_Exercise:_
Extract each line of the material below that contains the string "side". Reproduce those lines unchanged.

_Input material:_
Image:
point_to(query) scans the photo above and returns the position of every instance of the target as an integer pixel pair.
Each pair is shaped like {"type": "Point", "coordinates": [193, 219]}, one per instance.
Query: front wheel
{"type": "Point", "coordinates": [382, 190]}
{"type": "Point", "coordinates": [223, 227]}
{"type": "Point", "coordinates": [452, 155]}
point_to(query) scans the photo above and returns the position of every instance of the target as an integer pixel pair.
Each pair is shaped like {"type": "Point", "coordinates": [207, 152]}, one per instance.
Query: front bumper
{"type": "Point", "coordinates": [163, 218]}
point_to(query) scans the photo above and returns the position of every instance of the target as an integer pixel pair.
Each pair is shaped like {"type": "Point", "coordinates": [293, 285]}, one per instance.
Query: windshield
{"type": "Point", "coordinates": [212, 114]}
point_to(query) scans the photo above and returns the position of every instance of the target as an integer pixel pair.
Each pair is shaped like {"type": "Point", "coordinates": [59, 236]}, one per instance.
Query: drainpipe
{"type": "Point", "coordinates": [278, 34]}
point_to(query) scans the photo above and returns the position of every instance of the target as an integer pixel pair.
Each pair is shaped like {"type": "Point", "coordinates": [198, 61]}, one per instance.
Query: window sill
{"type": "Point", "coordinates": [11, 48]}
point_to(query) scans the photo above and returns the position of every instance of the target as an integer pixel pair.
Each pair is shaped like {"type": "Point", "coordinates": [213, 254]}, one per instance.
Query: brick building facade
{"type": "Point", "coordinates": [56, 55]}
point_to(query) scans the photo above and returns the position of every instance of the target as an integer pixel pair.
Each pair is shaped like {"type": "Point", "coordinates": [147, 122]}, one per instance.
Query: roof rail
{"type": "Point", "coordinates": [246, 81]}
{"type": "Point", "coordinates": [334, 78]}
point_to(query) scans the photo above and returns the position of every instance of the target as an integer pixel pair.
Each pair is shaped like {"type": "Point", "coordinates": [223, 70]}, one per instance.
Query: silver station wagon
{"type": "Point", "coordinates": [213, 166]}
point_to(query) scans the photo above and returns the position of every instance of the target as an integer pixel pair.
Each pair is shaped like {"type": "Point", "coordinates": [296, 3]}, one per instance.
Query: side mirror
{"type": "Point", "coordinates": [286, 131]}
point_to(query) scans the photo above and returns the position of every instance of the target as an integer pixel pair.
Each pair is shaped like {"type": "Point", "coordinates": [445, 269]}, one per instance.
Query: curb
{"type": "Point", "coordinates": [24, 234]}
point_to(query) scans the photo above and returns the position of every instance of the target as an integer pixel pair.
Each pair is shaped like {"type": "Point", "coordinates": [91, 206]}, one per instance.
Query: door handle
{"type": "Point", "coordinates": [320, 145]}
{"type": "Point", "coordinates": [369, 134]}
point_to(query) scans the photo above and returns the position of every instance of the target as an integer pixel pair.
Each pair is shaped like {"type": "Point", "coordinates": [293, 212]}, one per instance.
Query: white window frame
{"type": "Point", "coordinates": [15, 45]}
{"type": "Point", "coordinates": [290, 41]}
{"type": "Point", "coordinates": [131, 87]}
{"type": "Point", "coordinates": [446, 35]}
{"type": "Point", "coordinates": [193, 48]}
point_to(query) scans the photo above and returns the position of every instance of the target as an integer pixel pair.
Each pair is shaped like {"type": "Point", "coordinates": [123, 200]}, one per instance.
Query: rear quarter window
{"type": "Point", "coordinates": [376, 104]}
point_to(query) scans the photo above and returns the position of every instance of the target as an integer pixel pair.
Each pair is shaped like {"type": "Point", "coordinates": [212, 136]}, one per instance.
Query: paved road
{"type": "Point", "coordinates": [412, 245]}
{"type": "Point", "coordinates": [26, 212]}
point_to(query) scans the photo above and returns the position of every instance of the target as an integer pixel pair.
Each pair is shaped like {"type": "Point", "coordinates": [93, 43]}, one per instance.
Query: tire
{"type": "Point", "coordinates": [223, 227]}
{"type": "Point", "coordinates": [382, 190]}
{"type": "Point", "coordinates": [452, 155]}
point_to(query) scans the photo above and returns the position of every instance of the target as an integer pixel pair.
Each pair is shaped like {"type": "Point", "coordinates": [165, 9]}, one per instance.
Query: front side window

_Correct result:_
Query: side mirror
Query: front side window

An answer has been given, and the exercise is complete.